*PASSAGE FOR REVIEW*:
◆ ◆ ◆

But equity in biomedical research does not end with inclusion. Inclusion without analysis is insufficient and, at times, misleading. Simply enrolling female animals or patients means little if their data are not analyzed and interpreted separately. True equity requires that research be powered to detect sex-based differences, and that findings be disaggregated and transparently reported. This shift represents a move from superficial diversity toward meaningful, mechanistic understanding.

To that end, there is an urgent need for innovation in how we model sex-based disease mechanisms and treatment responses. Preclinical research must evolve to include models that better reflect the complexity of human sex differences — at the molecular, cellular, systemic, and behavioral levels. This includes not only using both sexes in animal models but also designing studies that account for hormonal cycles, reproductive status, and sex-specific gene expression. New in vitro platforms, such as organoids and tissue chips, offer promising avenues for studying sex differences in a controlled yet physiologically relevant manner.

As the life sciences industry increasingly embraces personalized medicine, the importance of sex-based research becomes even more pronounced. The use of artificial intelligence (AI) and machine learning to identify biomarkers, predict treatment responses, and optimize clinical trial design is only as good as the data on which these models are trained.21 If those data sets are skewed toward one sex, the resulting algorithms risk perpetuating existing disparities rather than mitigating them. Ensuring sex-balanced data inputs is thus essential for the validity of next-generation tools and the therapies they help shape.

◆ ◆ ◆

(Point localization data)
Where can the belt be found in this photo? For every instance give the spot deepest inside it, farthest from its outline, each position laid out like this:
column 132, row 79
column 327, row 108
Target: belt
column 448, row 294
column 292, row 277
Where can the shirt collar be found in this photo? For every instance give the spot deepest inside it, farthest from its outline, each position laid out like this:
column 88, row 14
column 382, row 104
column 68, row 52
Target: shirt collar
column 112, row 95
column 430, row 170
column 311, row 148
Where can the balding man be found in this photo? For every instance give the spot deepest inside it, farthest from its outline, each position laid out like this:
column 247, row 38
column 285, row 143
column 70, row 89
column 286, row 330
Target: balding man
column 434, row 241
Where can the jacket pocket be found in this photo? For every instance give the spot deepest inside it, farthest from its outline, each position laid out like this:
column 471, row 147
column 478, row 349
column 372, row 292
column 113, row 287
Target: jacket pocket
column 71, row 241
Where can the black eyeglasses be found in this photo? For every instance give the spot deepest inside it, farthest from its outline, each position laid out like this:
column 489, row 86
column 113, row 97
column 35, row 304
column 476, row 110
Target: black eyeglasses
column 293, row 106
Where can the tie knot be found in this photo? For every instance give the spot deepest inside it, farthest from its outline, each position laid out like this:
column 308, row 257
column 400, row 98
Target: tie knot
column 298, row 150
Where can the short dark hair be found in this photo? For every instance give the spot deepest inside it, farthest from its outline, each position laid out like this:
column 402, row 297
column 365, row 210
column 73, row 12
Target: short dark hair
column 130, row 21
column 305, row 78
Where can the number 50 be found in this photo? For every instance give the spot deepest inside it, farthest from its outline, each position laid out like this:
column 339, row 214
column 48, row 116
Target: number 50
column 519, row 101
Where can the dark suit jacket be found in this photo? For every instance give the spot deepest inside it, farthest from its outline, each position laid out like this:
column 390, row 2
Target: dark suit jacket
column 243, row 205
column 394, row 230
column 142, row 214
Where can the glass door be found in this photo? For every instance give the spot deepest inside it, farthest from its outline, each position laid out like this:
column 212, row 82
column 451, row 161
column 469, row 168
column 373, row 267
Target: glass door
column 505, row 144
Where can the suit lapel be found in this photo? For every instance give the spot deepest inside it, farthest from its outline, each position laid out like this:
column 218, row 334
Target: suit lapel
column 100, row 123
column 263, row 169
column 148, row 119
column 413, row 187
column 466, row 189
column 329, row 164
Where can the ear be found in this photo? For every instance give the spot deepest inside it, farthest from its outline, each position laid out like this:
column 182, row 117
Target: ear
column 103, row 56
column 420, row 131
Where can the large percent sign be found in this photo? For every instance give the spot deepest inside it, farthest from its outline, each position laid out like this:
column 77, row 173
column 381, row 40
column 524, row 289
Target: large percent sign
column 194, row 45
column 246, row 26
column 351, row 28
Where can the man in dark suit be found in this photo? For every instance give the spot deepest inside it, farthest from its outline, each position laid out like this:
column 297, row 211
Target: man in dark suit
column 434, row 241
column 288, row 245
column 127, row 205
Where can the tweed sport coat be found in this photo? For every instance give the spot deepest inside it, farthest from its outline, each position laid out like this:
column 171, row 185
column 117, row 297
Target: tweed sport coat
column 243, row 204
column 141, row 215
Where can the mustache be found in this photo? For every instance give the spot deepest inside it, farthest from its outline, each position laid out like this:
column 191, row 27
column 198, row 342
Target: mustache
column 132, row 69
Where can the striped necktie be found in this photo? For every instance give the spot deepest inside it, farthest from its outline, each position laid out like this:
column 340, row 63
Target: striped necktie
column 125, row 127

◆ ◆ ◆

*TASK SET*:
1 > In the passage on sex-based biomedical research, at which levels should preclinical models reflect the complexity of human sex differences? List every level it names.
2 > Output everything in the passage on sex-based biomedical research from "As the life" down to "they help shape.".
3 > Pick up the passage on sex-based biomedical research where it stops and continue it.
You can ignore the point localization data.

*ANSWERS TO THE TASKS*:
1 > Molecular, cellular, systemic, and behavioral.

2 >
As the life sciences industry increasingly embraces personalized medicine, the importance of sex-based research becomes even more pronounced. The use of artificial intelligence (AI) and machine learning to identify biomarkers, predict treatment responses, and optimize clinical trial design is only as good as the data on which these models are trained.21 If those data sets are skewed toward one sex, the resulting algorithms risk perpetuating existing disparities rather than mitigating them. Ensuring sex-balanced data inputs is thus essential for the validity of next-generation tools and the therapies they help shape.

3 >
Regulators have begun to recognize these challenges, and while guidance is evolving, the onus remains on industry and academia to lead. A sex-inclusive biomedical future is not just an ethical or political goal — it is a scientific imperative. Achieving it will require collaborative effort, sustained pressure, and a willingness to redesign the assumptions that have guided biomedical research for decades. The rewards, however, are substantial: safer, more effective therapies for everyone.

Conclusion: Precision Starts with Preclinical Rigor

Sex is not a confounding variable to be controlled or ignored — it is a fundamental dimension of biology that shapes health, disease, and therapeutic response. Decades of male-centric preclinical research have left critical blind spots in our understanding of human physiology, undermining the promise of precision medicine and contributing to avoidable failures in drug development. These oversights have real consequences, from regulatory setbacks to adverse events, and they disproportionately harm populations that have historically been underrepresented in biomedical research.

Correcting this imbalance begins with preclinical rigor. When researchers proactively account for sex differences in their models — designing studies that include both sexes, powering analyses accordingly, and interpreting results through a sex-informed lens — they lay a stronger foundation for clinical translation. These efforts not only improve scientific accuracy but also contribute to more equitable health outcomes by ensuring that therapies are safe and effective across the full spectrum of patients.

A future in which drug development consistently reflects real-world biology is within reach but only if sex differences are treated not as an afterthought, but as a central consideration from the outset. Achieving this will require alignment across the research ecosystem, from funders and publishers to CROs, CDMOs, regulators, and innovators. At stake is not only the efficiency of the drug development pipeline, but the integrity of biomedical science and the trust of the patients it aims to serve. Precision starts with the models we choose to build—and that means building with both sexes in mind.